Set problem: Quote the entries that follow exactly, leaving none out.

-------- Information shown --------

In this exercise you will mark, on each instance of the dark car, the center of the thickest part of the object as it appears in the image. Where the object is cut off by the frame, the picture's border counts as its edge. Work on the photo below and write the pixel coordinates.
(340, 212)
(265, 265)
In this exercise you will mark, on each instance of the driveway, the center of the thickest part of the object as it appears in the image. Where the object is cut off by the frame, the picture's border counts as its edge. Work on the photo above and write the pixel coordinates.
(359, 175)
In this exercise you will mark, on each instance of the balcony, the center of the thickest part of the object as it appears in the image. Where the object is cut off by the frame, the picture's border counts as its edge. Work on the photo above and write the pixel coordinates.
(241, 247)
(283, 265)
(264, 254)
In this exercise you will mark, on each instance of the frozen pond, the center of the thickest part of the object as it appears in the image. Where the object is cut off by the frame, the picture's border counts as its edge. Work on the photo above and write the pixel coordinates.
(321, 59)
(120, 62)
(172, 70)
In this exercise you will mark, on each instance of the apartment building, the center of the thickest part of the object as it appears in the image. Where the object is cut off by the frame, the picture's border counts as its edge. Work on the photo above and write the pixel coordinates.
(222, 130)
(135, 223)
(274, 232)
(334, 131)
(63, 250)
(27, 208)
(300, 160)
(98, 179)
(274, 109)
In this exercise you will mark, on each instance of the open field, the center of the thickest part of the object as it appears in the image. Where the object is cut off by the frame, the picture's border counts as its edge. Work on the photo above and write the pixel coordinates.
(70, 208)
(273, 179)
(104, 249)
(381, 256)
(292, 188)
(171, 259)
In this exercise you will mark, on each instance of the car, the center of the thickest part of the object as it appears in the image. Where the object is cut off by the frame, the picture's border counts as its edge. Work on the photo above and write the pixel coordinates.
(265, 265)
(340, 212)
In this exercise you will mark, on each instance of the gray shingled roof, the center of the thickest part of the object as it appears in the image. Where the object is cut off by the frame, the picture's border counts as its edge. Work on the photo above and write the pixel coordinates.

--------

Solution:
In this exercise you will mark, on each instance of the dark car, the center of the thickest part of the object as it appears in the image. Where the object is cut off by the frame, the picture's border counts as its edge. Work on the photo below and write the pixel coordinates.
(340, 212)
(265, 265)
In this exercise you will mark, on each instance of the driveway, the center of the thickest part of the object as it appears in the image. Where the object is cut off by the frame, the picture's border counts as its edge. Work on the photo above and write the pixel coordinates.
(359, 175)
In this exercise you will mark, on each instance of the balcony, the center of the thickest part of the object as it appears in the image. Where the object is cut off by the frame, the picture's border counts as its edge. Work on the photo above and write the pixel coordinates.
(241, 247)
(283, 265)
(264, 254)
In this exercise you will mark, on each instance of the frozen pond, the center of the thickest part of the object as it appears in the image. Where the object is cut off by the frame, the picture's border counts as its edge. Work on the photo above and write the pixel coordinates.
(321, 59)
(120, 62)
(172, 70)
In this exercise you will mark, on each instance of the apartment building, the center of the thickest part of the object as it appears in the image. Where the object is cut off by the frame, the picture's border counts as its edge. Work on the photo above and write the pixel coordinates.
(222, 130)
(135, 223)
(274, 232)
(334, 131)
(63, 250)
(27, 208)
(300, 160)
(98, 179)
(274, 109)
In this exercise you will mark, on each instance of the open field, the center of the thickest part of the object as it appears in the image. Where the object is cut off by the frame, the picture's border counts as its edge. Work on the photo above and write the pixel coordinates.
(70, 208)
(273, 179)
(104, 249)
(381, 256)
(292, 188)
(171, 259)
In this exercise you will mark, on each instance of the car, the center of the thickest part of the object as it appears in the image. Where the object is cut off by the frame, the picture's border counts as its edge. Work on the photo above and write the pixel coordinates.
(265, 265)
(340, 212)
In this exercise you will mark, on each instance of the gray shingled roof, the center of the thickest part of the object as it appears in the image. Where the object is cut off by the frame, the picture's border counts as its edge. Work on the photo above and write the pixel coordinates.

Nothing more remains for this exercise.